GOAL OF THE EXERCISE:
Please write out the data exactly, line by line.

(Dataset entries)
..............................

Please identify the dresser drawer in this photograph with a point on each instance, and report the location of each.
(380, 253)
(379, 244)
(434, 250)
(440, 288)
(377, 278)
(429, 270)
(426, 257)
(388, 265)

..............................

EXERCISE SOLUTION:
Please identify the dresser drawer in this photograph with a point on each instance, and report the location of each.
(380, 253)
(379, 244)
(434, 250)
(440, 288)
(377, 278)
(429, 270)
(426, 257)
(388, 265)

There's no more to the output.